--- WHAT NEEDS TO BE DONE ---
Repeat every record below exactly, but leave out any pictures.

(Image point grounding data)
☆ ☆ ☆

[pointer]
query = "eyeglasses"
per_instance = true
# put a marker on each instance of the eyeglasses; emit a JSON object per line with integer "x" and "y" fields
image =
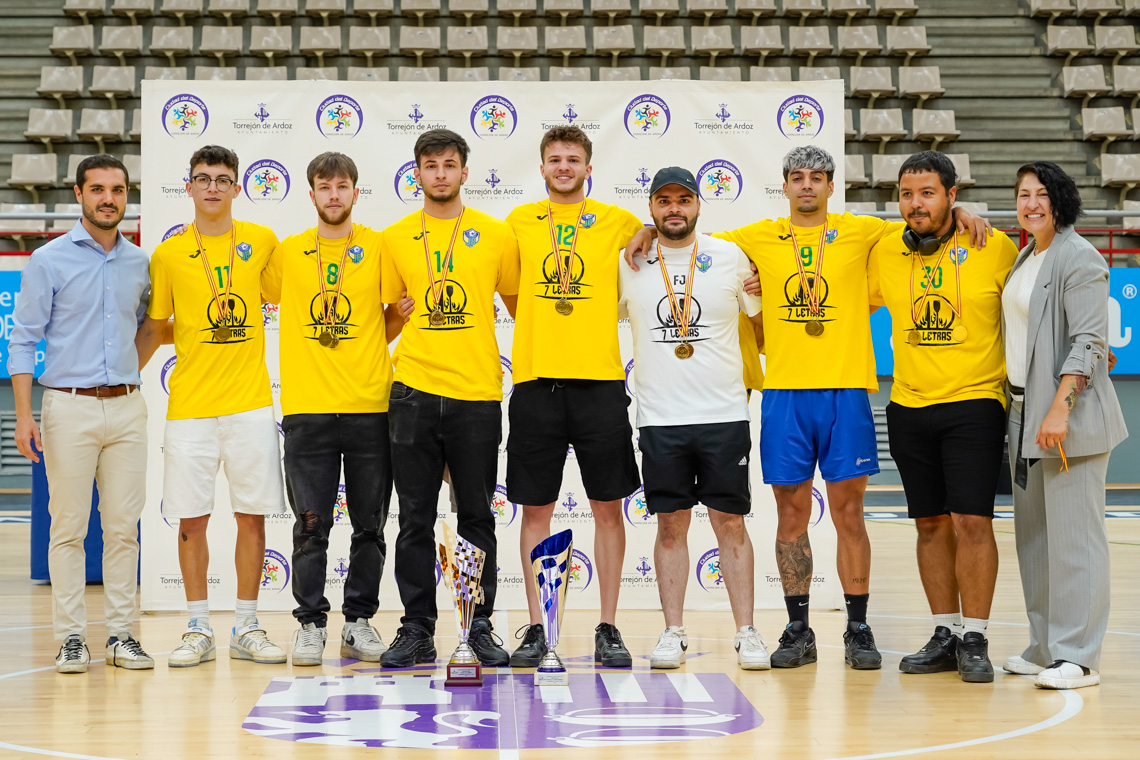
{"x": 202, "y": 182}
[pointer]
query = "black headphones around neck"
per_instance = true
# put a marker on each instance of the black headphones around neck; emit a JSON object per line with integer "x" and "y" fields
{"x": 925, "y": 244}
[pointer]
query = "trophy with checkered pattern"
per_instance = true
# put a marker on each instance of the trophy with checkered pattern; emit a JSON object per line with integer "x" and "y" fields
{"x": 551, "y": 564}
{"x": 463, "y": 569}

☆ ☆ ☆

--- RESULT ---
[pointer]
query = "eyeglasses"
per_instance = true
# put a marker on each instance of the eyeglasses; emit a JSON object per line with integer "x" and "y" fields
image =
{"x": 202, "y": 182}
[pointer]
query = "black headphones around neck"
per_instance = true
# put a marker on each instance of the black headphones around neck; emit a JSON object per line with integer "x" and "y" fields
{"x": 925, "y": 244}
[pointer]
query = "trophy with checkered pattern"
per_instance = true
# put a marker on each instance of the trophy with checkered pattern; emit a JSON object per line with integer "x" and "y" fields
{"x": 551, "y": 564}
{"x": 463, "y": 569}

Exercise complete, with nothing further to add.